Records from a point annotation dataset:

********************

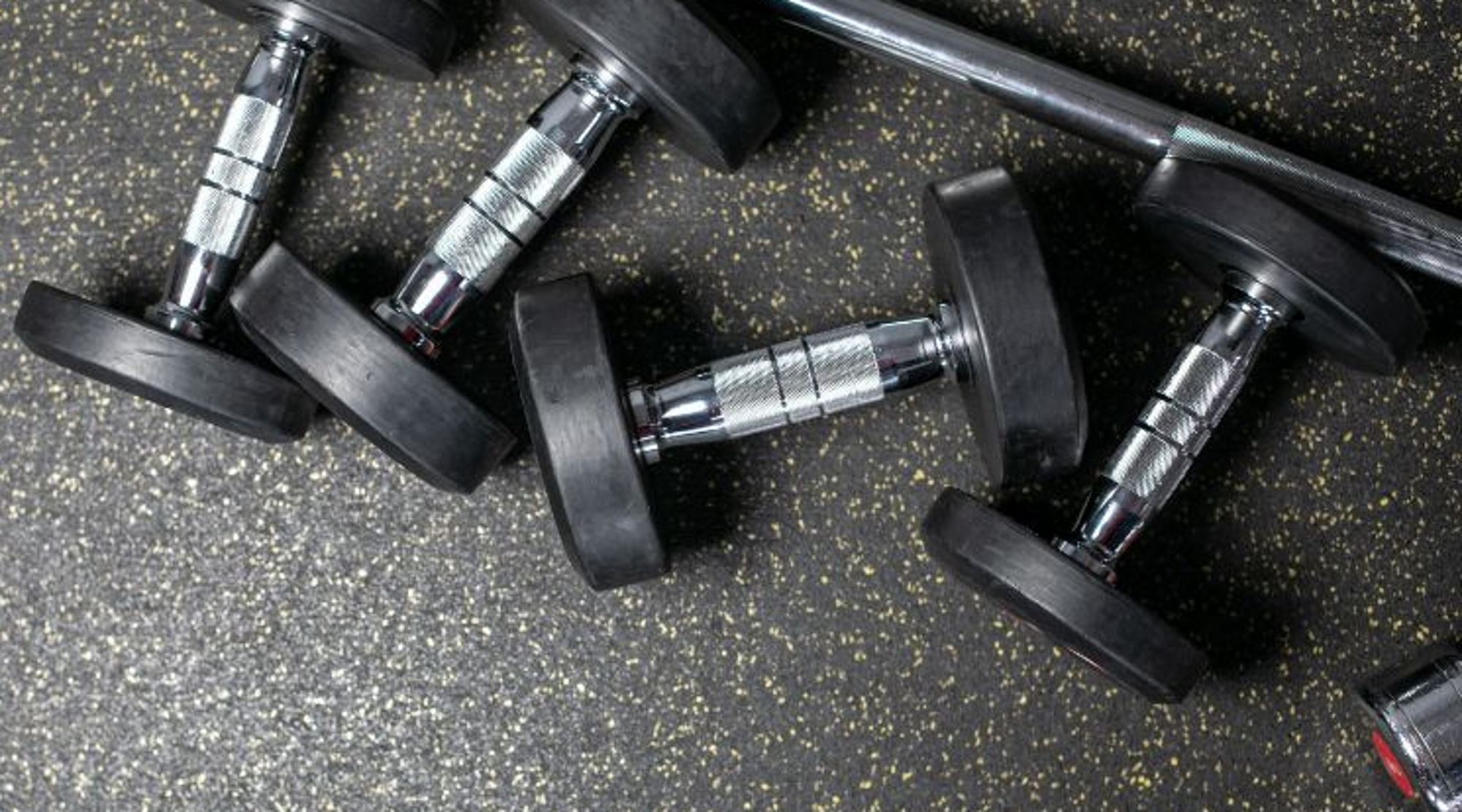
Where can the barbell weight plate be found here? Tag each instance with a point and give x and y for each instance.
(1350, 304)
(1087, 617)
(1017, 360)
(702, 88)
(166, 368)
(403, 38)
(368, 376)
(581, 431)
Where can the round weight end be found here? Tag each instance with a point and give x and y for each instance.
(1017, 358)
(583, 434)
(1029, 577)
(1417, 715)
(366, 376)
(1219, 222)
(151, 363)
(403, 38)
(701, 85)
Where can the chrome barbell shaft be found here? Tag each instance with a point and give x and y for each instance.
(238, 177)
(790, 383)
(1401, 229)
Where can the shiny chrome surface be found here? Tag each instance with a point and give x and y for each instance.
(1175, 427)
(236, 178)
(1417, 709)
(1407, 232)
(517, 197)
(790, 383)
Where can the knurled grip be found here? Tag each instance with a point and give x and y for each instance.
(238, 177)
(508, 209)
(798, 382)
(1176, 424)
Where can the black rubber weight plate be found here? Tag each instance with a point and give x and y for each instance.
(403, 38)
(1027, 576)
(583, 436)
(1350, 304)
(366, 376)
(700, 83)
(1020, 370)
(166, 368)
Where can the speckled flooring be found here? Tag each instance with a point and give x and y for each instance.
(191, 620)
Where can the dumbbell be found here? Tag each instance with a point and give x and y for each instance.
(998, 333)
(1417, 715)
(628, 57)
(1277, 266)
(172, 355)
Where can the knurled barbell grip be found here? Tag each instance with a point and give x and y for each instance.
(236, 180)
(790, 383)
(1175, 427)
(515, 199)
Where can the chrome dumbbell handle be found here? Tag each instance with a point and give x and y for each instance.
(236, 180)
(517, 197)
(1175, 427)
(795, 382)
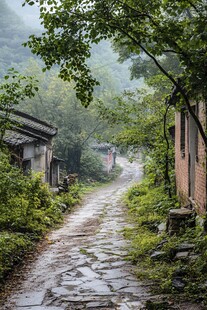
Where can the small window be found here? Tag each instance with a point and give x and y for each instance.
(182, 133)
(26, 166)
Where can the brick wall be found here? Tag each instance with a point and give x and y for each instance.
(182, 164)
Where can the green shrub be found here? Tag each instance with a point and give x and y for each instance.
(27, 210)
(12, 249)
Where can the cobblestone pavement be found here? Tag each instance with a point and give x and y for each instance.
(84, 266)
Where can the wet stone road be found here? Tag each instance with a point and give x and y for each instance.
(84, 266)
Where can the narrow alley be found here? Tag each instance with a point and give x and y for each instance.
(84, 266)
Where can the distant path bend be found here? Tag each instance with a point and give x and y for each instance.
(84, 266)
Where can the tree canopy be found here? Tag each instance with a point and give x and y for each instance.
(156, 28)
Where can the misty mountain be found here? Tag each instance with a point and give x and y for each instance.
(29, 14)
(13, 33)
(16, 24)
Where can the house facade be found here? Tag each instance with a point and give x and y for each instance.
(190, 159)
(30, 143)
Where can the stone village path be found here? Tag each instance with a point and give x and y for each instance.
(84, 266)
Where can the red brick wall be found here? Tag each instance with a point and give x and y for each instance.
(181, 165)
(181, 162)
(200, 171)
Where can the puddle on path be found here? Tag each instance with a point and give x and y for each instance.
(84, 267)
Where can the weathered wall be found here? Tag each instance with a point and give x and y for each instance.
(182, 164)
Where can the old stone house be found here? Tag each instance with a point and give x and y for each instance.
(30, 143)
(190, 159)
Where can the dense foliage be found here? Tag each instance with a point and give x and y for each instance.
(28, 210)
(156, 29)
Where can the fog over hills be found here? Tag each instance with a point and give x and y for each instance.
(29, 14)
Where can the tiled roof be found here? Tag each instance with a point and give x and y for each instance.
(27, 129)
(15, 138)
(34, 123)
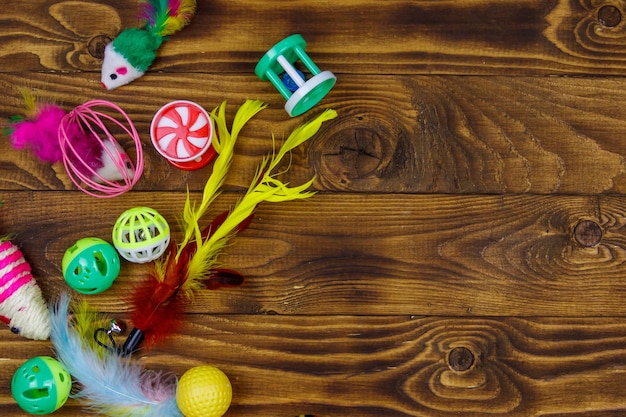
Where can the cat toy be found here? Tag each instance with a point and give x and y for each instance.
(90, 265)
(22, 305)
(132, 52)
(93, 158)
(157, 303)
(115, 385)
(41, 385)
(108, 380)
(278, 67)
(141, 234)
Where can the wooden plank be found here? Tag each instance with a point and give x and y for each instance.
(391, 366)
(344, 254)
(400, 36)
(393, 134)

********************

● **Problem details**:
Reproduce the listing above line for line with no changes, leaving out the pictures.

● **Final result**:
Where can the barbell weight plate be found here? Tag each instance with a point and give x and y for each instance.
(1350, 304)
(1087, 617)
(1017, 360)
(702, 88)
(166, 368)
(403, 38)
(368, 376)
(581, 431)
Where can the round weight end be found here? Tag each instance with a point and give x and y for each instance.
(1017, 358)
(583, 434)
(1029, 577)
(1417, 715)
(366, 376)
(1219, 222)
(151, 363)
(403, 38)
(701, 85)
Where can the chrome barbell shaft be found here? Tag each instance with a point and give x and y for each instance.
(238, 177)
(790, 383)
(1401, 229)
Where can the shiny chrome surface be found here? Tag each instance with a point and give x and y for each instance.
(1175, 427)
(236, 178)
(1417, 709)
(1407, 232)
(517, 197)
(790, 383)
Where can the knurled grip be found here? Tag each instance with a point and give x and y for each instance.
(238, 177)
(508, 209)
(798, 382)
(1176, 424)
Where can the black rubber weight plate be found here? Tag each instance with a point and give x and y for each instance.
(403, 38)
(1027, 576)
(583, 436)
(1350, 304)
(366, 376)
(700, 83)
(1020, 370)
(166, 368)
Where can the speckled flooring be found here? Tag each instance with a point and give x and y for each instance.
(191, 620)
Where can the dumbbell be found here? Tag each instance with a point and give x and y for each instance.
(998, 333)
(1417, 715)
(628, 57)
(1277, 266)
(172, 355)
Where can the knurled barbell grip be found here? Tag each instance with a point and give x and y for each instance.
(236, 180)
(790, 383)
(1175, 427)
(515, 199)
Where can the chrome dumbbell handle be found here? Tag each instance with a point and give x and y for each instance.
(236, 180)
(517, 197)
(1175, 427)
(795, 382)
Where can the small window be found here? Tag each instance with a point and give x and y for each instance.
(182, 133)
(26, 166)
Where can the brick wall be found here? Tag each instance with a point and give x and y for each instance.
(182, 164)
Where can the green shrub be found here? Tag each instance with a point and give x and y for each instance.
(27, 210)
(12, 249)
Where can the cobblestone pavement be found here? Tag each instance with a point and give x and y for each instance.
(84, 266)
Where can the wet stone road be found here? Tag each instance with a point and give x and y for each instance.
(84, 266)
Where can the narrow alley be found here? Tag each instance with a point and give x and y for each instance.
(84, 266)
Where can the distant path bend be found here? Tag each instance with a point and give x and y for each instance.
(84, 266)
Where can the tree canopy be found here? Tag each instance with a point and give x and y for each instance.
(156, 28)
Where can the misty mountain be found here? Tag each instance with a point and give x and y for each instance.
(29, 14)
(13, 33)
(16, 24)
Where can the house facade be found here? Tag each instance with a point and give x and y for each instance.
(190, 159)
(30, 143)
Where can the stone village path be found here? Tag each instance with a point and give x and y for each instance.
(84, 266)
Where can the red brick wall be found here? Tag each instance with a point and give x and y for each instance.
(181, 165)
(181, 162)
(200, 171)
Where can the puddle on path be found here? Tag each instance with a point and give x and y for each instance.
(84, 267)
Where can the weathered wall be found here? Tag each instance with a point and give x and y for each instance.
(182, 164)
Where can the old stone house be found here? Tag each instance with a point and give x and y for each instance.
(30, 143)
(190, 159)
Where can the dense foliage be found here? Tag each instance with a point and give x and y for each instance.
(28, 210)
(156, 29)
Where can the fog over hills be found here? Tag each instance with a point and give x and y for each instance.
(29, 14)
Where can the tiled roof be found here? Tag each instance with a point and give x and y for each instance.
(27, 129)
(15, 138)
(34, 123)
Where can the cat toy be found here? Tag each instance with a point and give x and y for each instance.
(90, 265)
(22, 305)
(132, 52)
(93, 158)
(157, 303)
(115, 385)
(41, 385)
(108, 380)
(278, 67)
(141, 234)
Where can the wooden plank be found here? Tag each instance with a point and give x and y for each instance.
(391, 366)
(344, 254)
(400, 36)
(393, 134)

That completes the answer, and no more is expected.